Given request:
Render the data below, from its first line through the line holding "496 273 L 496", inclusive, as a Markdown table with the columns Row and Line. Leave out blank lines.

Available data:
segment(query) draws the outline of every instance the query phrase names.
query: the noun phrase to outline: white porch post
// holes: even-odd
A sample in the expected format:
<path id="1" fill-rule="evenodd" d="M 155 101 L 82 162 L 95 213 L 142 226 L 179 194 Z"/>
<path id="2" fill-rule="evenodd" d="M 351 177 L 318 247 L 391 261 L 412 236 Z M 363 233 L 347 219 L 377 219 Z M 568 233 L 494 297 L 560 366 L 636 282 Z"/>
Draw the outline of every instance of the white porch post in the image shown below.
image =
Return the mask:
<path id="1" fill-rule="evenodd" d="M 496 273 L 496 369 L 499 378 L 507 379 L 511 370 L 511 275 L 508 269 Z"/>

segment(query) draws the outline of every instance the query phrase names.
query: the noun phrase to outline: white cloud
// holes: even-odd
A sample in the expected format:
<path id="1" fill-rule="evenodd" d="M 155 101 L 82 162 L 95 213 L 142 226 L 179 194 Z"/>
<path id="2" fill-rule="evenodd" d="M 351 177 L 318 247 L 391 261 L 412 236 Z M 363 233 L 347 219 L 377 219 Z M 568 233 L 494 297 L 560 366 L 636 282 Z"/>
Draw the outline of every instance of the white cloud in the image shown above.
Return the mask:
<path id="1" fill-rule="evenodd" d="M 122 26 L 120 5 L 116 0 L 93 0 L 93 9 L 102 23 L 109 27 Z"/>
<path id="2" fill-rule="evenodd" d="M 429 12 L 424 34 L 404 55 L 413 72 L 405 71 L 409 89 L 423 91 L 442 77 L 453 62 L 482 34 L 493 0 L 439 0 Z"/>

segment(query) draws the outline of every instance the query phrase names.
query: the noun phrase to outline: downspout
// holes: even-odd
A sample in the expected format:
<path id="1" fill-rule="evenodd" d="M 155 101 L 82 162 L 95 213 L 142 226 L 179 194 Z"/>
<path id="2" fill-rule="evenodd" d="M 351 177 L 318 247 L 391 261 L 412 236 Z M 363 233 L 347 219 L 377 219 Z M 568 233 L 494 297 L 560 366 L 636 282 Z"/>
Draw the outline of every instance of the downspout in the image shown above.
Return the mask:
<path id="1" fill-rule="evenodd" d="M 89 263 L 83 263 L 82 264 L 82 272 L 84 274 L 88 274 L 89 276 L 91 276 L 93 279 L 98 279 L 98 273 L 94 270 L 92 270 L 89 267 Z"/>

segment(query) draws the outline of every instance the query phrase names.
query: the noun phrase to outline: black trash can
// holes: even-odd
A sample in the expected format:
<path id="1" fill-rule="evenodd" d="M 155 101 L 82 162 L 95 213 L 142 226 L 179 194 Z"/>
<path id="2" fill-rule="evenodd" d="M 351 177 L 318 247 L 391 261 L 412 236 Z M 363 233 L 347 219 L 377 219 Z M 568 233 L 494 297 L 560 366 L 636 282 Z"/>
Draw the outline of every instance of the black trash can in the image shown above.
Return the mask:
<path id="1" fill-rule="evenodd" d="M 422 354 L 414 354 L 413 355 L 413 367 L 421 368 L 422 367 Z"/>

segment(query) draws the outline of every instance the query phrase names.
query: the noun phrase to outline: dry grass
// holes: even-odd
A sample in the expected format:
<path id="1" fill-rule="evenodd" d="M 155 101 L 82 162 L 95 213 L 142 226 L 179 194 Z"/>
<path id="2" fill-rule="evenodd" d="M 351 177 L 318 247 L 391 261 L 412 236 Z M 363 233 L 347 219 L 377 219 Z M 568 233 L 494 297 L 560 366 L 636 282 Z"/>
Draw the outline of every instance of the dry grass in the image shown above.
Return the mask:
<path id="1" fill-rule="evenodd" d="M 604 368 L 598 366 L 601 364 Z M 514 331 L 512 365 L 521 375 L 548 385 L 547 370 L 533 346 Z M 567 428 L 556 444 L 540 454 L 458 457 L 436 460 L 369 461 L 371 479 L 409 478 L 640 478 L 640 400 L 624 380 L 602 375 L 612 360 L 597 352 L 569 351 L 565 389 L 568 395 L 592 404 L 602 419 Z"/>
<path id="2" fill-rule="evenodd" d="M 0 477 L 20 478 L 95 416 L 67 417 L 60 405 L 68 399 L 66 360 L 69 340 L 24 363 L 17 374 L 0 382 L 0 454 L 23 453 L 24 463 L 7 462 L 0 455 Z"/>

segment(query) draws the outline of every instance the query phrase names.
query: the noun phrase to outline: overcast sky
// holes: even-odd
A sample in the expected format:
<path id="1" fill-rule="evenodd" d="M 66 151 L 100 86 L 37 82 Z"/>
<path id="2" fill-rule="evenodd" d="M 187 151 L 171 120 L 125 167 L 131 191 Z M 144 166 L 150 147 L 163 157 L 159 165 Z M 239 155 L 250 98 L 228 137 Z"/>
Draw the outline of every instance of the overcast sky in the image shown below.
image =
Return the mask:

Exercise response:
| Row | Line |
|---|---|
| 1 | segment(query) draws the outline of every instance the query phrase names. |
| 2 | query: the noun phrase to outline: white porch post |
| 3 | // holes: even-odd |
| 4 | A sample in the expected format: |
| 5 | <path id="1" fill-rule="evenodd" d="M 155 101 L 82 162 L 95 213 L 142 226 L 179 194 Z"/> |
| 6 | <path id="2" fill-rule="evenodd" d="M 351 177 L 318 247 L 391 261 L 412 236 Z M 363 233 L 347 219 L 377 219 Z M 568 233 L 494 297 L 560 366 L 636 282 Z"/> |
| 7 | Draw the outline of every instance of the white porch post in the image shown below. |
| 8 | image = |
| 9 | Return the mask: |
| 10 | <path id="1" fill-rule="evenodd" d="M 496 273 L 496 369 L 499 378 L 507 379 L 511 370 L 511 275 L 508 269 Z"/> |